Passage to read:
#####

Why does the new app sound bizarre? Because with so much of the chatter around Lounger (including Lounger's Facebook page) as being a ticket to the fabled Mile High Club, its hard not to see that the ultimate consummation of your Lounger experience is likely to be a bumpy ride in an airplane bathroom. (Maybe that’s a turn-on for a lot of people.)

But the other weird element here is the fact that to work, Lounger has to make it possible for platinum types to bring the unwashed masses into their sleek, exclusive lounges before hooking up. It’s the latest odd turn in the “sharing economy.”

This comes from the site:

Sign up for free and meet travelers from around the world in the relaxed environment of airport lounges. Meet and mingle, upgrade your transit experience or make a kind gesture to a stranger by inviting them as your plus one.

Upproxx reports co-founder Fred Roeder spelling it out this way:

Most frequent flyers with lounge access can bring a companion to the lounge as well but merely make use of it in 1 out of 20 cases. Thus there’s a heavy underutilization of their companion tickets for lounge access. At the same time non-elite travelers (more than 95% of people at airports) never get to see what’s behind the millionaire doors of the Heathrows, JFKs, Hanedas, or Kingsfords of this world.

#####

Data extract:
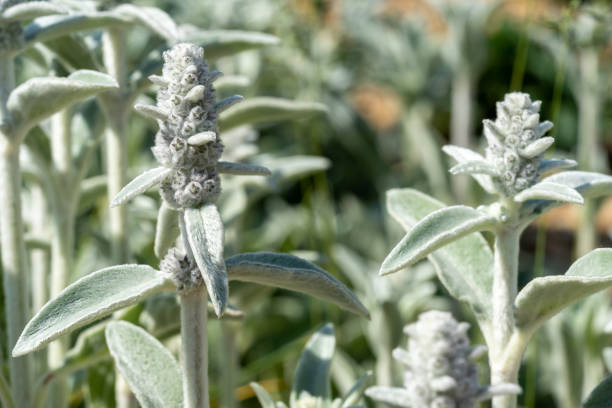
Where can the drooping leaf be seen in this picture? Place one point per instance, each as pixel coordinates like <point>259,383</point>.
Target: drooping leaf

#####

What to do:
a – Write out the part of the Lounger app passage from "But the other" to "your plus one.", word for word.
b – Pick up the Lounger app passage where it stops and continue it with a few more sentences.

Answer set:
a –
But the other weird element here is the fact that to work, Lounger has to make it possible for platinum types to bring the unwashed masses into their sleek, exclusive lounges before hooking up. It’s the latest odd turn in the “sharing economy.”

This comes from the site:

Sign up for free and meet travelers from around the world in the relaxed environment of airport lounges. Meet and mingle, upgrade your transit experience or make a kind gesture to a stranger by inviting them as your plus one.

b –
So Lounger is not just selling companionship and sex – things that capitalism has a long history of making money from. It’s selling the fantasy that those of us in the prole-or-middle-class might be invited into the world of luxury (and, presumably, sin) that these “elite” travelers enjoy. The mind reels at what the real exchange here is about.

Of course, there are a few options to restroom sex. The Upproxx story suggests capsule hotels, those horizontal morgue-like spaces that started in Japan and have spread out (in most cases, getting a bit roomier) to the U.S., England (the “Yotel”) and elsewhere.

Maybe these new sorts of airport “connections” will mostly give people a chance to pass the time, to gripe about how much they hate waiting for flights, or whatever, and not a plan for an airborne encounter.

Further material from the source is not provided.